Winter solstice mythology abounds with musicians, singers, dancers, and poets joining with flocks of wintering birds to welcome and announce the sun’s rebirth on the winter solstice. The ancient Greeks wrote of the sun god Apollo making a midwinter journey north to the island of Hyperborea, where he conducted singers and musicians harmoniously with the calls of whooper swans, according to the 1st century Greek historian Diodorus Siculus.

When the Japanese sun goddess Amaterasu hid herself in a cave in December, the other gods came after her and built fires outside the cave, bringing roosters of the Eternal Land that crowed continuously as Amaterasu emerged and created people with the Storm God. On the island of Borneo, the Iban say two birds brought people to life with bird calls. In ancient Egypt, the voice of the ibis-headed god Thoth caused the cosmic egg to hatch.

The week-long winter solstice celebration was a dramatic performance of sacred theatre intended to represent miraculous events. As the rising sun warmed the stones at megalithic temples, the spirits of the dead emerged from their incubation and took material form in newborns and near-term pregnant bellies. There would have been dozens of women with infants in their arms, at near term, or giving birth during the week-long festivities. Birthing likely occurred in the controlled atmosphere of inner chambers or nearby caves. Healers and midwives from near and far attended the births, along with diviners and oracles. In terms of ancient astrology, the power of the sun’s divine rebirth on the solstice was infused in the newborns, giving them qualities that could make them heroes, kings, and demigods.

From Ireland to Egypt and ancient Rome, India, and Japan, birds played a role in the birth of divine beings, cultural heroes, kings, and emperors on the winter solstice, including the Egyptian sun god Horus the Falcon, who was miraculously conceived by the winged Isis and her dead husband Osiris. Closely associated with the rooster, the Greek and Roman sun god Apollo was born on the winter solstice, as was the Persian solar god Mithra, who received directions from a raven acting as a messenger of the sun. Christian artwork depicted the Virgin Mary being impregnated by the Holy Spirit in the form of a dove; her son Jesus was said to be born a few days after the solstice, on December 25.

A variety of methods were used to attract birds to sacred sites, including circular water-filled ditches, shallow pools, fruit trees, placing fresh molluscs on altars, and playing bird-calls on whistles or flutes fashioned from the wing bones of vultures, eagles, or swans. To simulate reincarnated spirits flying from the temple at dawn on the solstice, priests may have released captive birds from inner chambers to fly out among the crowd as diviners charted their flight and landing spot to make predictions of the future.

A review of 17 sacred sites around the world shows remarkable similarities in far-flung cultures over a period of more than 10,000 years, including a range of prominent egg-shaped forms, direct alignments to the winter solstice, and locations on the wintering grounds of migratory birds or busy migration corridors. Scholars agree that many of the cultures celebrating the winter solstice at the sacred sites believed in reincarnation, while some of the oldest were built by unknown peoples.

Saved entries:

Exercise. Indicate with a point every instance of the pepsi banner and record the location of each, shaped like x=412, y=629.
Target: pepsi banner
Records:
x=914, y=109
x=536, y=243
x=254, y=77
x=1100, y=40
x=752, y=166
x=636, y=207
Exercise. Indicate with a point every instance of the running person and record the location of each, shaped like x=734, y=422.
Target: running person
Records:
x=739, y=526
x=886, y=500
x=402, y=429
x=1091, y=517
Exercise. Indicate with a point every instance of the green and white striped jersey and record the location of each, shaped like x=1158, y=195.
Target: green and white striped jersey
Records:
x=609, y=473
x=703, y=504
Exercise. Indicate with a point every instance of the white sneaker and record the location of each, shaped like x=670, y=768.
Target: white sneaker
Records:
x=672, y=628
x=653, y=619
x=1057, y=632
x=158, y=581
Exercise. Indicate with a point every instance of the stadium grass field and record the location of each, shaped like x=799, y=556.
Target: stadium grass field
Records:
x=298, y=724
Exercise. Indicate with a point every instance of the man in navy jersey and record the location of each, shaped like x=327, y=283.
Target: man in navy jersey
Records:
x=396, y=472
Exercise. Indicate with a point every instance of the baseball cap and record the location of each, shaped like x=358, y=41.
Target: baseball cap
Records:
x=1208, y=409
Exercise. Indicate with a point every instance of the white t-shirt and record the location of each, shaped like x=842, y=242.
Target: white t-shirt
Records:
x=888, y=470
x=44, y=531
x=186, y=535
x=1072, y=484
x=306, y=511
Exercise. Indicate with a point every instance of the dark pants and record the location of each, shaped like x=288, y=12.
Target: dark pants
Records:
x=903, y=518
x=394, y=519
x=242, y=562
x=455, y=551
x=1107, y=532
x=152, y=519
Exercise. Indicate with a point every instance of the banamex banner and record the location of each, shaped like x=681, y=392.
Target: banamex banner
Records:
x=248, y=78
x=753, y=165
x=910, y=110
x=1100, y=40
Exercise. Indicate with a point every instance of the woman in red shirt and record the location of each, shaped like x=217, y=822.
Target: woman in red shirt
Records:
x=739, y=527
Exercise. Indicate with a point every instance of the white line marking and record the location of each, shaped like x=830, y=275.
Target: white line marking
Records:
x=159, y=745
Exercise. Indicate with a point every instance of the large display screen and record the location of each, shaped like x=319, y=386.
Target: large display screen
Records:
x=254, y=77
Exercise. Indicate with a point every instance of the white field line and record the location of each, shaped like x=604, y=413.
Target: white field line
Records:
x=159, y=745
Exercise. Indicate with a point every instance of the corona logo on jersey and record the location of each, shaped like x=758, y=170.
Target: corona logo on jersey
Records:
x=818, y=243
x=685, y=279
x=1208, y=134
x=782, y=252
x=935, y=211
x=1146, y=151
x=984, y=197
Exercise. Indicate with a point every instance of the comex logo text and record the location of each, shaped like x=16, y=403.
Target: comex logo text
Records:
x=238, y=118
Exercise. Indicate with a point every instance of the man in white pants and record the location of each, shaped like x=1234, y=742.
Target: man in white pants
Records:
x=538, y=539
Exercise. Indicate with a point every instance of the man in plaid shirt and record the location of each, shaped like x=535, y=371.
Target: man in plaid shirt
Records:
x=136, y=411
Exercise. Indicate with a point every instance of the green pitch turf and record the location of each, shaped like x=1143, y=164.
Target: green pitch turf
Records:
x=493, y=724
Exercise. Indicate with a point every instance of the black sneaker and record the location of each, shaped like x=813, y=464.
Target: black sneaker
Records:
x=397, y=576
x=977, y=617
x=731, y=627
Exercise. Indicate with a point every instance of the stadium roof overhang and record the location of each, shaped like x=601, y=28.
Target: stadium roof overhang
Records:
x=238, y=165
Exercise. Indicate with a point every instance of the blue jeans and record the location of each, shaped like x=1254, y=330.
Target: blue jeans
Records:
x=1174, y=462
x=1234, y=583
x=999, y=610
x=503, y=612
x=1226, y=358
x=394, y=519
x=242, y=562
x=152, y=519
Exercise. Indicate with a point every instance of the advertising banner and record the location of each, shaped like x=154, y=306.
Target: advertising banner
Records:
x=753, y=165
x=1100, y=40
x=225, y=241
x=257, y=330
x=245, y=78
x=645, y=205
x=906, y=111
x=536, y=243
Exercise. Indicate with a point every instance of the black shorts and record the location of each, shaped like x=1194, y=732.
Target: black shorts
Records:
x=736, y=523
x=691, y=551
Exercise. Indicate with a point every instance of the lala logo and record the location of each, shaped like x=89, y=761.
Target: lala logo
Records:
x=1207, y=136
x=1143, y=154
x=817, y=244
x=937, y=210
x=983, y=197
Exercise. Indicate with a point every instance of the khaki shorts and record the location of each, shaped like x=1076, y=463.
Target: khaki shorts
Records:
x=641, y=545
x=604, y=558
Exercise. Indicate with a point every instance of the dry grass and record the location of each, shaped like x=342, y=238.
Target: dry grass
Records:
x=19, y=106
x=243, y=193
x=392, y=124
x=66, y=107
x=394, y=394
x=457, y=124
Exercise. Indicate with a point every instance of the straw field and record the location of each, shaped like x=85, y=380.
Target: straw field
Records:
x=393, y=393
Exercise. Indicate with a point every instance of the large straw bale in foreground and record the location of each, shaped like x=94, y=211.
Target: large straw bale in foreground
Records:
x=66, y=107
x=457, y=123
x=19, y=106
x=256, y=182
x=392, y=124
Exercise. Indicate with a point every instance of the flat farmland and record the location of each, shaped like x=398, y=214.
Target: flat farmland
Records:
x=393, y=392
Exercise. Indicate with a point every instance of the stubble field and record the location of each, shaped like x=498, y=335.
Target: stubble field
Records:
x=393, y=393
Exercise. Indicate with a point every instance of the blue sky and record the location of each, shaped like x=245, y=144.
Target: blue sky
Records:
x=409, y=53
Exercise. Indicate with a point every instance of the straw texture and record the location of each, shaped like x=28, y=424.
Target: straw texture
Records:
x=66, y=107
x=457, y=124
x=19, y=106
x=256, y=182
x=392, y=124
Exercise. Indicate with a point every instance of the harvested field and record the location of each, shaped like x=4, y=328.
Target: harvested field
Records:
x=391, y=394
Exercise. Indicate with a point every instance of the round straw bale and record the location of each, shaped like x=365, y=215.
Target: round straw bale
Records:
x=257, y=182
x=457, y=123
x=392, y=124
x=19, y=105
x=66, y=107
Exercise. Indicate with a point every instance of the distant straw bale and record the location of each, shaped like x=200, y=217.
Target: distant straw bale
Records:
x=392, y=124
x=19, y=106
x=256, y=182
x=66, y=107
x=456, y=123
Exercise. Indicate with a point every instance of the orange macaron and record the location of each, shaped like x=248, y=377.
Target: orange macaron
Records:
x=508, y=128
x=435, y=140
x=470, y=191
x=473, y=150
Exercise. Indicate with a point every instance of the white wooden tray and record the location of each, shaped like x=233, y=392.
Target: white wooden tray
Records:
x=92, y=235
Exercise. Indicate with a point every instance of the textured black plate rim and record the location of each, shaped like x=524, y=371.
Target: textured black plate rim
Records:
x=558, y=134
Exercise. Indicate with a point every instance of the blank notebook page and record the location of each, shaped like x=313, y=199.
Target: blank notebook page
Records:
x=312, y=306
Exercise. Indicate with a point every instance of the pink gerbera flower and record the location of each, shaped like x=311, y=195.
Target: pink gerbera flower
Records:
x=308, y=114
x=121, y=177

Problem: Write what follows the last sentence of the passage on winter solstice birds and rebirth.

Answer to this problem:
Most anthropologists have an expertise in one culture; as a field of study, anthropology does not typically look for parallels and contrasts across a multitude of cultures. However, any scholar would agree that the amount of time and energy it took to design and construct the megaliths reflects their importance. In this case, the cluster of unique correlations found at so many different solstice-aligned sites over such a vast span of time suggests a significant meaning beyond what’s currently understood about the nature of winter solstice gatherings.

‘Masters of Rebirth’ at Brú na Bóinne

When whooper swans left Iceland in late fall to fly southeast across the North Atlantic, the ancient Icelanders believed the swans carried the souls of the dead with them. Today, the swans still migrate to England and Ireland, including the Boyne Valley in County Meath. Their vocalisations were described in Irish myth as soothing and healing to the soul.

Built about 5,200 years ago, the egg-shaped megalithic mound known as Newgrange sits atop a high hill overlooking a sharp bend in the River Boyne. The rising sun on the winter solstice still shines into the entrance, travels 60 feet down a stone passage, and enters a domed central chamber more than 20 feet high. The layers of fill at Newgrange alternate between soil and thousands of oval river cobbles imported to the site, like a nest of stone eggs. It’s one of three megalithic mounds along with dozens of smaller mounds and stone rings scattered across the 2,000-acre site known as Brú na Bóinne, including the largest collection of prehistoric megalithic art in Europe.

Directly across the river from Newgrange, archaeologists identified a huge semi-circular natural land form that likely served as an amphitheatre. Enormous crowds, likely in the thousands, once gathered to celebrate the sun stopping its southward descent on the horizon and turning north again, promising another spring.

For pregnant women nearing full-term, the onset of labour was likely facilitated by walking to the sacred site, where the percussive sound of drums was enhanced by the acoustic effects created by the topography of the landscape and a circle of 36 standing stones more than 8 feet tall. Dozens of infants may have been born inside mounds, where inner chambers could be sealed and operated as saunas with stable temperatures that support the birth process and the health of newborns.

“The problem of controlling and maintaining temperatures to ensure the viability of a newborn infant is a critical factor in the negotiation of birth,” according to “Birthing in pre-history,” a study in the June 2004 edition of the Journal of Anthropological Archaeology.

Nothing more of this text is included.